**Set problem:** Extract from the records below each line that contains the word "shirt".
## begin The records
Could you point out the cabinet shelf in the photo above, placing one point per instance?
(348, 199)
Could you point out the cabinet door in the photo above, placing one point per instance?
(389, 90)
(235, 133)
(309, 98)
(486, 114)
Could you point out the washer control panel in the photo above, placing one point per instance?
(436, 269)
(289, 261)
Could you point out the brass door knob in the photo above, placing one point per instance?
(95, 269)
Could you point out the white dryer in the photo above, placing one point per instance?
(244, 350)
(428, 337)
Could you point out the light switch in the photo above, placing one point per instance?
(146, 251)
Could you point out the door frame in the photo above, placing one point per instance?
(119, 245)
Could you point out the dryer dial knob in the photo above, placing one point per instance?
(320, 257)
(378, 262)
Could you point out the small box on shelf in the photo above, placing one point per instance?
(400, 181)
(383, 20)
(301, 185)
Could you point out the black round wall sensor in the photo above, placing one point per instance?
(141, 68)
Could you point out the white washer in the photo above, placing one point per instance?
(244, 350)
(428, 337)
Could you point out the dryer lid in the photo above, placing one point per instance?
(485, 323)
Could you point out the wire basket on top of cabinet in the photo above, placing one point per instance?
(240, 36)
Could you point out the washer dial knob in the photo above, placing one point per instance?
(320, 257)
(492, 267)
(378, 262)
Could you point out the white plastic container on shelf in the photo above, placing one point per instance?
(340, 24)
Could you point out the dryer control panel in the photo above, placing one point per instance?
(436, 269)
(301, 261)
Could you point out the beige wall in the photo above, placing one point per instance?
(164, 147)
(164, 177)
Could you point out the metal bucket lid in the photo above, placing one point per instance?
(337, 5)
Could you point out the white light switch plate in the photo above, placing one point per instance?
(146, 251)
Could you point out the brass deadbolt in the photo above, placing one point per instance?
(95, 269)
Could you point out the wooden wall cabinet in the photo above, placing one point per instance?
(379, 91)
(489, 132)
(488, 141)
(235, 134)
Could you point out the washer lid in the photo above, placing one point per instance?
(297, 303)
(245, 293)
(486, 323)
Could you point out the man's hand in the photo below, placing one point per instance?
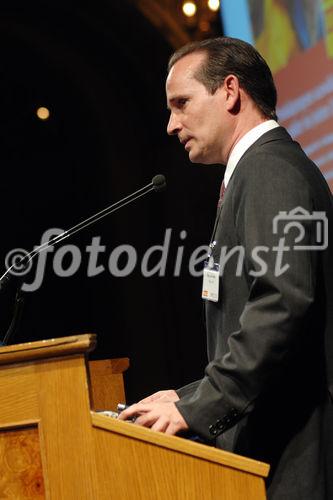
(158, 412)
(168, 396)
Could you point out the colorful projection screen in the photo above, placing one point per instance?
(296, 39)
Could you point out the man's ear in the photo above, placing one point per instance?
(232, 92)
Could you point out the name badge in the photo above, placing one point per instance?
(211, 280)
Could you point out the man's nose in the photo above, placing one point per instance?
(173, 125)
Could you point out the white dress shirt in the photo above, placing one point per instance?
(243, 145)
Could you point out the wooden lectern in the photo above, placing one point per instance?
(52, 445)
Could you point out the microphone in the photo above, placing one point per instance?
(157, 184)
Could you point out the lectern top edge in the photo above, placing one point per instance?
(74, 344)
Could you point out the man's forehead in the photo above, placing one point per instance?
(183, 71)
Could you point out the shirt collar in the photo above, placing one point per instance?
(243, 145)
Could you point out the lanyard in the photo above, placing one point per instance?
(212, 240)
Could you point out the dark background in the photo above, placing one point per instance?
(101, 71)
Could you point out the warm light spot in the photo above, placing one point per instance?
(214, 5)
(43, 113)
(189, 9)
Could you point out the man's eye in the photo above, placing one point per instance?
(181, 102)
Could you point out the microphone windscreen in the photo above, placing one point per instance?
(159, 182)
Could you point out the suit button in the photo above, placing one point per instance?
(213, 430)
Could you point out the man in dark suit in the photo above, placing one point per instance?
(267, 391)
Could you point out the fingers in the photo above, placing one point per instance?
(130, 412)
(167, 395)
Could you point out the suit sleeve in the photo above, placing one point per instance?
(278, 300)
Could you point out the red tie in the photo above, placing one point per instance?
(222, 191)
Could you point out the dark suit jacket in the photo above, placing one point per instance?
(265, 390)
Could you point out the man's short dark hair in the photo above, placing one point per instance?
(230, 56)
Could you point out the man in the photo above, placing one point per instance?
(267, 391)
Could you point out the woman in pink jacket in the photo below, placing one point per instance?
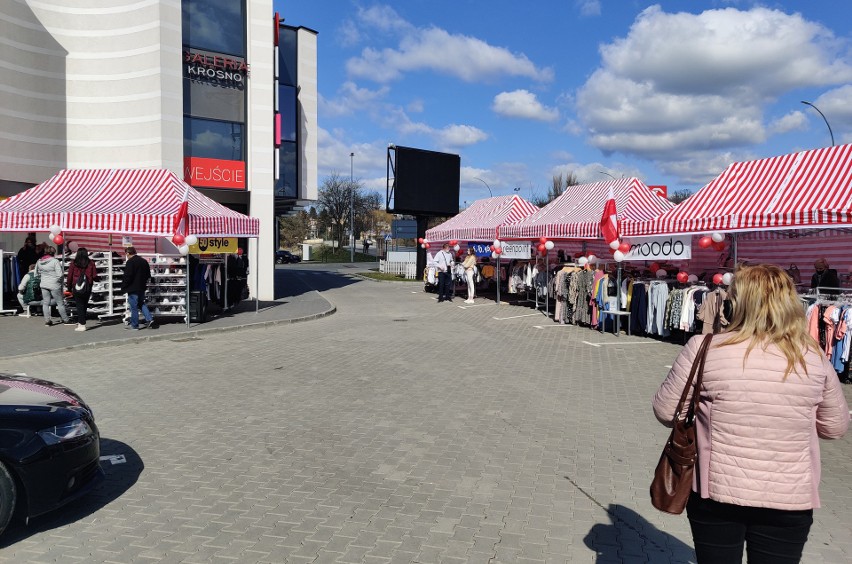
(768, 394)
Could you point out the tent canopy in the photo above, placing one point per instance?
(481, 221)
(576, 214)
(133, 202)
(811, 189)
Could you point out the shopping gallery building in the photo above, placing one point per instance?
(222, 93)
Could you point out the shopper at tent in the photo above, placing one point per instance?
(137, 271)
(27, 255)
(49, 269)
(469, 265)
(82, 274)
(767, 394)
(824, 277)
(444, 264)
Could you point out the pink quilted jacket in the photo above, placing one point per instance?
(758, 434)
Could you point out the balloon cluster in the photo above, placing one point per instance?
(715, 240)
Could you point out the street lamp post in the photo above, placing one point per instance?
(823, 119)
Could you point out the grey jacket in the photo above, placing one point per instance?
(50, 270)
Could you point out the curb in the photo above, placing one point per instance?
(196, 333)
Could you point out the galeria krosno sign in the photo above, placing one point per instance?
(215, 69)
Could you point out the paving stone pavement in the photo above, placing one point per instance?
(396, 430)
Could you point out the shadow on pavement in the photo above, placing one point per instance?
(631, 538)
(118, 479)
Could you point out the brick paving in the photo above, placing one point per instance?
(396, 430)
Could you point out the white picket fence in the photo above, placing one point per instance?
(406, 269)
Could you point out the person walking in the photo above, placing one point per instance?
(767, 394)
(137, 271)
(49, 269)
(444, 264)
(82, 274)
(469, 265)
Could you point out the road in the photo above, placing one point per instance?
(395, 430)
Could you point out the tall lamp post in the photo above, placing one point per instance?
(823, 119)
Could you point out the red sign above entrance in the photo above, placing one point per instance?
(214, 173)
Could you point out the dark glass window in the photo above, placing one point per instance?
(287, 109)
(287, 56)
(212, 139)
(285, 186)
(216, 25)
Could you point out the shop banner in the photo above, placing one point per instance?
(214, 173)
(654, 248)
(213, 245)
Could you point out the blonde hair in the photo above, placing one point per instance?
(767, 311)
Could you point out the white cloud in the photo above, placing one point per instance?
(467, 58)
(794, 121)
(589, 7)
(523, 104)
(680, 88)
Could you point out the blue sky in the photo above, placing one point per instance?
(671, 92)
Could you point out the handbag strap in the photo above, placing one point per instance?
(697, 368)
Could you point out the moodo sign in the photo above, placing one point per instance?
(654, 248)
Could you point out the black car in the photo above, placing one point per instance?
(49, 447)
(286, 257)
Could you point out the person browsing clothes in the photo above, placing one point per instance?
(767, 396)
(444, 264)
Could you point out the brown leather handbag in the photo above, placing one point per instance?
(672, 482)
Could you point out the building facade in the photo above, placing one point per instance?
(191, 86)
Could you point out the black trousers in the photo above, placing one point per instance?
(719, 531)
(81, 302)
(444, 286)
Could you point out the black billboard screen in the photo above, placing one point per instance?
(426, 182)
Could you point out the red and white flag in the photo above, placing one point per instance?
(609, 221)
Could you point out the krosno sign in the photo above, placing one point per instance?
(215, 69)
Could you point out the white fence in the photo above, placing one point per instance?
(406, 269)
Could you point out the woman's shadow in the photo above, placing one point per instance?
(122, 467)
(631, 538)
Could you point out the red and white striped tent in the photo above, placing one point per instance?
(482, 220)
(132, 202)
(808, 189)
(576, 214)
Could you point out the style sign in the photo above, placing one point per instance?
(654, 248)
(214, 173)
(214, 245)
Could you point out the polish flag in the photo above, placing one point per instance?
(609, 221)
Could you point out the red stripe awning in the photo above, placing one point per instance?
(135, 201)
(482, 220)
(806, 189)
(576, 214)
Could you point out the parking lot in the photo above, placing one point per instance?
(397, 429)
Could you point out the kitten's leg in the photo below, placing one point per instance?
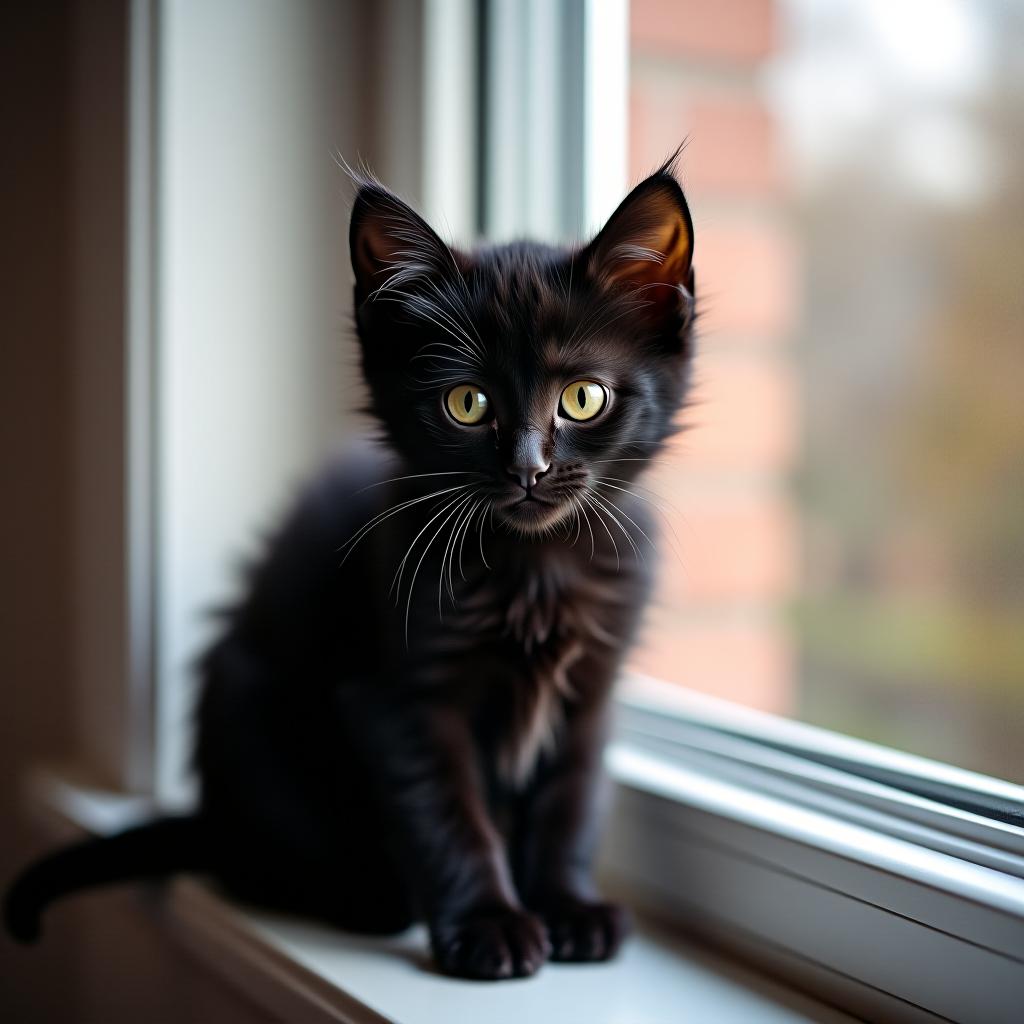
## end The records
**Solved exercise:**
Could you point out the white dress shirt in the photo above, placing one point per instance?
Could you point out the shirt collar in the photo above, placing one point per instance?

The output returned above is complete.